Monday, 12 January 2015

Coconut Waffles with Grapefruit & Ginger Curd and Fresh Grapefruit

January can be such a long a dreary month and can seem a little austere after all the celebrations (and excesses?!!) of the festive season. Everyone is thinking about their New Year resolutions, many of which invariably involve ‘getting fit’ and ‘losing weight’. Now, I’m all for trying to live a healthier lifestyle but as I’ve stated before, it can be a bit of a struggle when faced with delectable things to eat… and a little of what you fancy every now and again can’t be that bad for you, can it? In any event, as each New Year dawns people are keen to eat lighter foods, less laden with the fat and carbohydrates that so many of the dishes of deep winter are.

I always think that it is ironic that citrus fruits are at their best during winter. For obvious reasons, it is not possible to grow citrus fruits in Ireland with its temperate climate, and they have always had to be imported from warmer countries. Whilst citrus fruits are available to buy throughout the year, they are at their peak during January. There is also a greater variety of fruits to buy now, including not only oranges and lemons, but also tangerines, blood oranges, pink grapefruit, clementines, and Seville oranges; the latter being the best choice for making bittersweet orange marmalade.

From a food perspective citrus fruits inject some edible sunshine and cheery freshness at this time of year. I absolutely love them and as regular readers will know I am a massive fan of anything that includes or showcases lemons. I find it hard to resist lemon cakes or desserts and regularly use them in my cooking and baking. Because of this great love of lemons, I sometimes forget that there are so many other citrus fruits and that they too have so much to offer the keen home cook in flavour terms.
====
◆ What is asked
Carry on the blog post about coconut waffles with grapefruit and citrus fruits in January from the point where it stops. The lines that come next have nothing to do with this.
====
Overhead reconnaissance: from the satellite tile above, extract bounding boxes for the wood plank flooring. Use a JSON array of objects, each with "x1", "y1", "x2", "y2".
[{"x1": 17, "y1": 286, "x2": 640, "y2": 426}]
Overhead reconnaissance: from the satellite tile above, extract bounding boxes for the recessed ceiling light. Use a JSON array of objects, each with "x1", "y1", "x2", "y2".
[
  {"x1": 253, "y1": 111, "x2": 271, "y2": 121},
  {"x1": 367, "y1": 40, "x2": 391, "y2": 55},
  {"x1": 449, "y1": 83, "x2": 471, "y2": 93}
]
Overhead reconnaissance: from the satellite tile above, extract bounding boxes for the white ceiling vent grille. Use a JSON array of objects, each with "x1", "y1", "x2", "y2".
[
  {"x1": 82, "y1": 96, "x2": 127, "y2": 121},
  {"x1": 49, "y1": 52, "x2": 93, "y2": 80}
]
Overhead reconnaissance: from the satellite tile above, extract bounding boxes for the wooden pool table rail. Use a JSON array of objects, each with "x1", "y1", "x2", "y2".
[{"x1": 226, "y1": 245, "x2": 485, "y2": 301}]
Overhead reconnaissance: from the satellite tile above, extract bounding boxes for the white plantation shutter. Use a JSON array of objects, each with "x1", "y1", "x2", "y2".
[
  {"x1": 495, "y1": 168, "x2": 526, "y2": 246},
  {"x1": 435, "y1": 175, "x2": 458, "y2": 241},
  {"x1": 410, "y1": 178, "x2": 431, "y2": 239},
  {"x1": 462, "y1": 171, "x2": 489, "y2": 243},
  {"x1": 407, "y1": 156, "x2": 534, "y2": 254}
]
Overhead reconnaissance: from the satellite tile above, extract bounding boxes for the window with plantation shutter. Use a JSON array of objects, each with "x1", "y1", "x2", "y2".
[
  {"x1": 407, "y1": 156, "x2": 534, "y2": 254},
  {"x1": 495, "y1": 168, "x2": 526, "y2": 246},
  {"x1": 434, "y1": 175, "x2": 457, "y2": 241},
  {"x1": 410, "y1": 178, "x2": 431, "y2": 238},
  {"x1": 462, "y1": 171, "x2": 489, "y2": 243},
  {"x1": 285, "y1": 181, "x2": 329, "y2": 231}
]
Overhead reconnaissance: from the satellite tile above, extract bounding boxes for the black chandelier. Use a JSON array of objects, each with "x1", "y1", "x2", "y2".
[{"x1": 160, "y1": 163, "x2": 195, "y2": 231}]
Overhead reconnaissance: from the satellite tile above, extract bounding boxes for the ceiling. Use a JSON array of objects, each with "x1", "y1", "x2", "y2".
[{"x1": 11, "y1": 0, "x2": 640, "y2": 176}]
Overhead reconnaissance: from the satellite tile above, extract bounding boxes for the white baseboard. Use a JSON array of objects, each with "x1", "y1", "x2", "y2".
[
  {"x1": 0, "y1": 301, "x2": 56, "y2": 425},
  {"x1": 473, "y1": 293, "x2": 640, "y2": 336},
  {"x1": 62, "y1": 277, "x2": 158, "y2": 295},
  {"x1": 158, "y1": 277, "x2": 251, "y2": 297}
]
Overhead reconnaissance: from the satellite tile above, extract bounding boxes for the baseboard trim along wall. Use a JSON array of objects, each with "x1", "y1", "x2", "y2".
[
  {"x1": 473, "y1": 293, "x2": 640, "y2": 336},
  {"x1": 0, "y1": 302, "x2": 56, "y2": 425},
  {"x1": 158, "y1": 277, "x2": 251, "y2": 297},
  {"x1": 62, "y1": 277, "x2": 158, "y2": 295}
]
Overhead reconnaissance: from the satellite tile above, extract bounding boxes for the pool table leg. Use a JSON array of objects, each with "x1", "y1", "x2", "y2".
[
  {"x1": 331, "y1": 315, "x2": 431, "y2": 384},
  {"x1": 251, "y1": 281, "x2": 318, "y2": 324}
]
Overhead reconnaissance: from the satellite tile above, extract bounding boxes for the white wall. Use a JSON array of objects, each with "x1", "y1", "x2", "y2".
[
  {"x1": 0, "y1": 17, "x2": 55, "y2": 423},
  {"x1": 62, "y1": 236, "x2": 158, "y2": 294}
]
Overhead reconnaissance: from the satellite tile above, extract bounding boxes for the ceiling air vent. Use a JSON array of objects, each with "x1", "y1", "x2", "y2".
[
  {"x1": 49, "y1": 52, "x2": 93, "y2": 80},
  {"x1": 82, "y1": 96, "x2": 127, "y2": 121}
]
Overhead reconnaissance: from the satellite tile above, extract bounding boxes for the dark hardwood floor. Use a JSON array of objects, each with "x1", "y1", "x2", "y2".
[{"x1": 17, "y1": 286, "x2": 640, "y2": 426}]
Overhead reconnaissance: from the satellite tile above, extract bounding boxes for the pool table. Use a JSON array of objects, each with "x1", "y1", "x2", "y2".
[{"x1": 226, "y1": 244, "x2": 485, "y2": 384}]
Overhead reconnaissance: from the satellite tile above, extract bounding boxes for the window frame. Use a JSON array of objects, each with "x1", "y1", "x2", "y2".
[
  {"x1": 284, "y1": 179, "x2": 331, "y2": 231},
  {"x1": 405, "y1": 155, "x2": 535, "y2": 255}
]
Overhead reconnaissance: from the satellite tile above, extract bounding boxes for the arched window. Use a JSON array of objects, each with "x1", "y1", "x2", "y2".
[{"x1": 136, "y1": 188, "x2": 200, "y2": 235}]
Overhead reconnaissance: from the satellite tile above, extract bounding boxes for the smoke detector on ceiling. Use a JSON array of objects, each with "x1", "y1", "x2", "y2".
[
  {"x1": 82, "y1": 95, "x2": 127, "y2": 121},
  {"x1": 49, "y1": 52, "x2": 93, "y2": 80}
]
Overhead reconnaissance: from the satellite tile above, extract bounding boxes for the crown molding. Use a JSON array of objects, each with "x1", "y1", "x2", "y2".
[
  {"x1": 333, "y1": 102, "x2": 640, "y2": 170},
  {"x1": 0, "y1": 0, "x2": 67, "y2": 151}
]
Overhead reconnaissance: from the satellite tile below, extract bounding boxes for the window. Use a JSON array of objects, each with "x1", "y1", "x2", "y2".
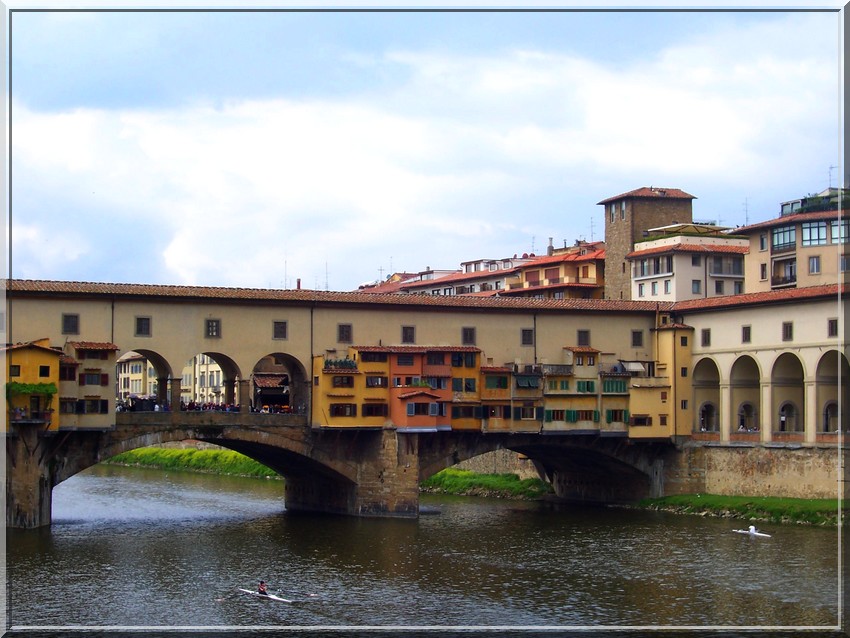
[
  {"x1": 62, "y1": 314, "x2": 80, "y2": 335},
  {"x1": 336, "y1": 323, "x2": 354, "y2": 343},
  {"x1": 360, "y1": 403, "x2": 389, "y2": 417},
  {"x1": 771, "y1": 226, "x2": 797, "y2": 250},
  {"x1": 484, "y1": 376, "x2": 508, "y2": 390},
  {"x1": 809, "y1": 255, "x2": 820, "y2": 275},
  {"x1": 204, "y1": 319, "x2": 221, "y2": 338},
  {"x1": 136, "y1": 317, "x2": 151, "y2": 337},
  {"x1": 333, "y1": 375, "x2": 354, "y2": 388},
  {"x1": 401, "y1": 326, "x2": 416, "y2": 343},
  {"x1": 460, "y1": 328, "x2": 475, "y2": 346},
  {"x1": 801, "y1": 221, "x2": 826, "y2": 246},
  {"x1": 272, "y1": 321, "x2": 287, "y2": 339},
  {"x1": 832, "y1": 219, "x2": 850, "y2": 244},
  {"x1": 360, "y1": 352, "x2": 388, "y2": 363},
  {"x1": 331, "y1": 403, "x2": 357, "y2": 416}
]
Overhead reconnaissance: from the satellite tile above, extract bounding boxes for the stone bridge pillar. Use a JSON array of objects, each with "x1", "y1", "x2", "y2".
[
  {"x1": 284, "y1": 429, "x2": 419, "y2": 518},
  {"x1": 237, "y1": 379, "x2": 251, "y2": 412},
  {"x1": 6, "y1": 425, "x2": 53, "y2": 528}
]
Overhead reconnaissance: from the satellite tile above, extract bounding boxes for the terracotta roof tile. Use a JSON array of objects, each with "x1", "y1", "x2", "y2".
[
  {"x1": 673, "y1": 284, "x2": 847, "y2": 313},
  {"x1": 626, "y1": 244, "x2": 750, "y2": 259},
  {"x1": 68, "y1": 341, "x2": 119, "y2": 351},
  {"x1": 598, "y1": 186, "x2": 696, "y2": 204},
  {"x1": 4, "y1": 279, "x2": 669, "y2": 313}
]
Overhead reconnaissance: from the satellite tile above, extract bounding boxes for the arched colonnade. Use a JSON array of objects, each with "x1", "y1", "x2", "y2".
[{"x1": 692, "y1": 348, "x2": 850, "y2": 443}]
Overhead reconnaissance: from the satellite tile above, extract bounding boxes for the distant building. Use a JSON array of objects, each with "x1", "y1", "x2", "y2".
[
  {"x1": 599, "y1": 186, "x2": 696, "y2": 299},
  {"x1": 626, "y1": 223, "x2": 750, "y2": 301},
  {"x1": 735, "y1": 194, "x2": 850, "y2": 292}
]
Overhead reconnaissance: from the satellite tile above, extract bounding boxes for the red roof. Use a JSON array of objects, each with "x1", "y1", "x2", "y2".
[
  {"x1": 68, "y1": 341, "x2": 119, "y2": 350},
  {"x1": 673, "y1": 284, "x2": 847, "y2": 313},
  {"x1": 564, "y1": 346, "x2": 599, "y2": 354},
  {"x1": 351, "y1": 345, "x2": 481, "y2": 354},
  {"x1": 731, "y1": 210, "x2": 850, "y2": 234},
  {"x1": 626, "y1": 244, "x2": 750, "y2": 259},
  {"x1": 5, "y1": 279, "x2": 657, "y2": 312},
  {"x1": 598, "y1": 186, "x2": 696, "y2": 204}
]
====
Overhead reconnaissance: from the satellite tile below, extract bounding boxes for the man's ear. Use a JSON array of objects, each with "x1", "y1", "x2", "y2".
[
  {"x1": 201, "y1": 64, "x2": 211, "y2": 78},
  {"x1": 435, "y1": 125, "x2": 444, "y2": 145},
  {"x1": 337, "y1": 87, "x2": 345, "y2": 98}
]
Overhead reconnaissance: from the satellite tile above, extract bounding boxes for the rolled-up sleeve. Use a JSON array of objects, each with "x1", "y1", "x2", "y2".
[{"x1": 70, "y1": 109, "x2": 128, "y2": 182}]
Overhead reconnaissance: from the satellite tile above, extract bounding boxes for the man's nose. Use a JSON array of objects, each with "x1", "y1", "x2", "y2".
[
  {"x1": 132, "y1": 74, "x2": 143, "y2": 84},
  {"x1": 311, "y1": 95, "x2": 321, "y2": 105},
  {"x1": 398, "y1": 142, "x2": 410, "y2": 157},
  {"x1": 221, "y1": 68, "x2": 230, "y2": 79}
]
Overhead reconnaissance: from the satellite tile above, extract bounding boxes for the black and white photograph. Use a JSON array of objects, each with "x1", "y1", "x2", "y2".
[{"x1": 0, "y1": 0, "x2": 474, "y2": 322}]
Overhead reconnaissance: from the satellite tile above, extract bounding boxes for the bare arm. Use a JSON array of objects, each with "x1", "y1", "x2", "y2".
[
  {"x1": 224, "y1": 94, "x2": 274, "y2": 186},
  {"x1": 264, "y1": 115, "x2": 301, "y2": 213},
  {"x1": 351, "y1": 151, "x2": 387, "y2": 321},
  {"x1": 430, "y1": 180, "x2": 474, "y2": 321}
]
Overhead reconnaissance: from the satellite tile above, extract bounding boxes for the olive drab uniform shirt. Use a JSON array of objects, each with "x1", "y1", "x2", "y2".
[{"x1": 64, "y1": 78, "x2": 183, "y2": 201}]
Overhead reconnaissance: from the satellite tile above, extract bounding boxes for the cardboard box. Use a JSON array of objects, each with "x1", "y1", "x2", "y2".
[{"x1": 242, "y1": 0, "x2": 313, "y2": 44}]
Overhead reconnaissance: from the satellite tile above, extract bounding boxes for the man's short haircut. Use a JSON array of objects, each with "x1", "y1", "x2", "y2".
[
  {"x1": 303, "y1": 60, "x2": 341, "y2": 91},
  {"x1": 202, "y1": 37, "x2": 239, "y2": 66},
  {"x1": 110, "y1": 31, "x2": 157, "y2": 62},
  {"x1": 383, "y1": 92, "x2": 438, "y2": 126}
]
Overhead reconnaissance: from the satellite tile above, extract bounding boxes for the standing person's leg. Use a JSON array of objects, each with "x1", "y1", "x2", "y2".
====
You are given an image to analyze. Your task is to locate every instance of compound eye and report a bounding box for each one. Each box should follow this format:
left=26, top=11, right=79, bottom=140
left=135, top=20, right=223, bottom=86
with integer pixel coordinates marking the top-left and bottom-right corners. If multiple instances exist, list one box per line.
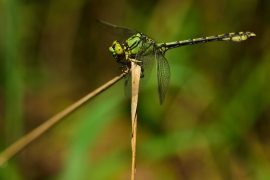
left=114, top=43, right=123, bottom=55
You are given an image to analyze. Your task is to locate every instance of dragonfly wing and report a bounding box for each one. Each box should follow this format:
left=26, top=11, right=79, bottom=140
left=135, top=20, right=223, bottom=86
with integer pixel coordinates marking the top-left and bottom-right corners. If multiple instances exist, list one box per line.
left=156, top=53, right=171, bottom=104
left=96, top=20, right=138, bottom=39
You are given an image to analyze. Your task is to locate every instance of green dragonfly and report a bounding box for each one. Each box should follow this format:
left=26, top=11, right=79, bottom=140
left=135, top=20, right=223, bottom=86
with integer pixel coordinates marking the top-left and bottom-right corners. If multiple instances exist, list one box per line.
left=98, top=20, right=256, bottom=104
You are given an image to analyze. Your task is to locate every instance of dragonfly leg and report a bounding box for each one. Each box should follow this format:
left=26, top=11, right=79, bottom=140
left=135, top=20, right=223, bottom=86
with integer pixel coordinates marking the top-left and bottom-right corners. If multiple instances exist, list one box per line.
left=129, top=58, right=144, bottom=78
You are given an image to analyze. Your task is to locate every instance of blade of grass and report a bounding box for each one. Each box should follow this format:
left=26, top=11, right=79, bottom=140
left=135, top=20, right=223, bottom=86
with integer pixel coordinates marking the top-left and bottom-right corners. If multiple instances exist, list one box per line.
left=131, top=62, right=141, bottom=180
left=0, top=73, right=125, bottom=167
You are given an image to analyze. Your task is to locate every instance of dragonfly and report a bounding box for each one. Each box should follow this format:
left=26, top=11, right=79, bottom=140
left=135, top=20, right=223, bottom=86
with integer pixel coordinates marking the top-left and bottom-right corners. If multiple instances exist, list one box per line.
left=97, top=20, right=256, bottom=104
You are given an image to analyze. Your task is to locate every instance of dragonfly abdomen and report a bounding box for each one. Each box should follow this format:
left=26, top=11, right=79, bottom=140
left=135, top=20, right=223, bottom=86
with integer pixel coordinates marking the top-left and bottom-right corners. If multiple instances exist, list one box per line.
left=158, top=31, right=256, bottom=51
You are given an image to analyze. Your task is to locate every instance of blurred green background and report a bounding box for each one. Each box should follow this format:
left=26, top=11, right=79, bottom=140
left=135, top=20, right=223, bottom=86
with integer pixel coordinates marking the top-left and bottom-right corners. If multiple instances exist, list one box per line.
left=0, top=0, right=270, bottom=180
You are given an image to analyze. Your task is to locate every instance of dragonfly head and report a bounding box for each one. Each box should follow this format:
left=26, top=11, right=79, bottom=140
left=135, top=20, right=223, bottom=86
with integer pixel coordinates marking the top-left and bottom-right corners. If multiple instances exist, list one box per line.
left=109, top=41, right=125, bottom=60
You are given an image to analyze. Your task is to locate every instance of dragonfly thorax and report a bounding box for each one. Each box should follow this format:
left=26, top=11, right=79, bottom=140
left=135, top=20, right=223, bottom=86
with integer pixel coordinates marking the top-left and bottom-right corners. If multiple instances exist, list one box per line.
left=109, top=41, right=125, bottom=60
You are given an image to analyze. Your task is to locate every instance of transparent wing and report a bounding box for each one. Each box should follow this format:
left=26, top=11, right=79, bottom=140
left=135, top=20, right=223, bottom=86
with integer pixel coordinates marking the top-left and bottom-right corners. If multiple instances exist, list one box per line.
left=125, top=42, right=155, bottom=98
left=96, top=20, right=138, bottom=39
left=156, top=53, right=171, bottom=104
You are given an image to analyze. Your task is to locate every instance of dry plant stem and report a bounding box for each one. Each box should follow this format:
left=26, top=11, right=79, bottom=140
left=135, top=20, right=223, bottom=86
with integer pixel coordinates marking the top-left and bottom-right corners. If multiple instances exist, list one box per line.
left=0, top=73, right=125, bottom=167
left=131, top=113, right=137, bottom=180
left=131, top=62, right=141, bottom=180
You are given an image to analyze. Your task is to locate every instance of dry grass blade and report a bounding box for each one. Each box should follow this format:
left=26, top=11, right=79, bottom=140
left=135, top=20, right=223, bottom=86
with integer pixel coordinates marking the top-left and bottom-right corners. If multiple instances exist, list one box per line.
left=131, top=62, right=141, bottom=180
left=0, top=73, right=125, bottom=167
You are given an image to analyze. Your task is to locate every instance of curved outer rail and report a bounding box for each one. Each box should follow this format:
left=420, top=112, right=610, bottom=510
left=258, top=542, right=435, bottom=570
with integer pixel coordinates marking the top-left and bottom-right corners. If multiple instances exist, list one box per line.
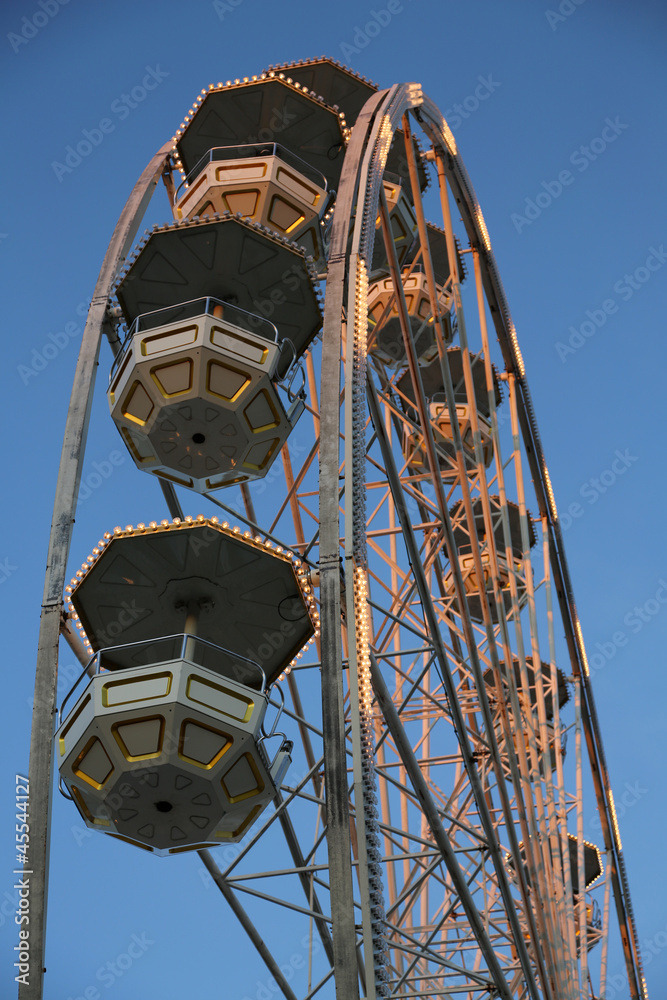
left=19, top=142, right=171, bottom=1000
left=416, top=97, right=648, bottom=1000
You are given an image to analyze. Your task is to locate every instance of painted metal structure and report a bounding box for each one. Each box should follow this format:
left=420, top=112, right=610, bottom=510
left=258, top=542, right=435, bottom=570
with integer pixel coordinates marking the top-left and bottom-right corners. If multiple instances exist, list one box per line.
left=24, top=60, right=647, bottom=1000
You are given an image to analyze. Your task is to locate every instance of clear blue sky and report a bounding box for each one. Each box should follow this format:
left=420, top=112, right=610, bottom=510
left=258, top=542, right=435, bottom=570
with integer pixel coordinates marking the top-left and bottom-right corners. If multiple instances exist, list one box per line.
====
◆ Output of the task
One of my favourite ways of using up leftover egg yolks is to make lemon curd which, once made, can be quite happily stored in sterilised jars in the fridge for 3 to 4 weeks. It can be used as a filling for cakes, tarts, biscuits and is heavenly spread on warm crumpets. In many ways, it’s not surprising that I love lemon curd so much, as it contains lemons and another one of my favourite ingredients… BUTTER!

I have often thought about using other citrus fruits to make curd, but always felt that none could match the perfect bitter/sweet balance of lemons. However, I recently came across a recipe online for grapefruit and ginger curd and just the thought of it really got my taste buds working overtime. I have always been a huge fan of grapefruit and felt that, like lemons, they would provide enough sharpness against the sweetness of the added sugar and cut through the richness of all the butter. The ginger adds a spicy warmth but is not overpowering and stands up to the acidity of the grapefruit.

This curd is absolutely fabulous and could be used in loads of different ways. Here I have paired it with coconut waffles and fresh pink grapefruit to create a tropical tasting breakfast. I have owned a waffle maker for quite a few years but it spends most of its time languishing at the back of the kitchen cupboard… These waffles are a perfect excuse to take it out, dust it off and use it more often.


Grapefruit and ginger curd:
Finely grated zest of 2 pink grapefruit
Juice of 3 pink grapefruit
25g grated fresh ginger
85g caster sugar
100g butter
1 large egg plus 4 egg yolks, lightly beaten together
Coconut waffles:
225g plain flour
1tblsp baking powder
25g caster sugar
50g desiccated coconut
3 large eggs, lightly beaten
1 x 400ml tin of coconut milk
50g butter, melted


Grapefruit and ginger curd:
1. Place the grapefruit zest and juice into a small saucepan and add the grated fresh ginger. Bring to the boil and allow to bubble until reduced by about half (to approximately 125-140ml), Pour through a fine sieve into a clean, heatproof bowl and add the sugar and butter.
2. Place the bowl over a pan of gently simmering water, making sure that the base of the bowl does not touch the bubbling water. Stir the mixture until the butter melts and the sugar is completely dissolved.
3. Pour a few tablespoons of the hot mixture from the bowl onto the eggs and using a small whisk mix thoroughly. Pour this into the bowl over the pan of water and keep gently stirring all the time, until the mixture begins to thicken (to a consistency almost like mayonnaise). It may take you about 12-15 minutes of continuous stirring to reach this stage.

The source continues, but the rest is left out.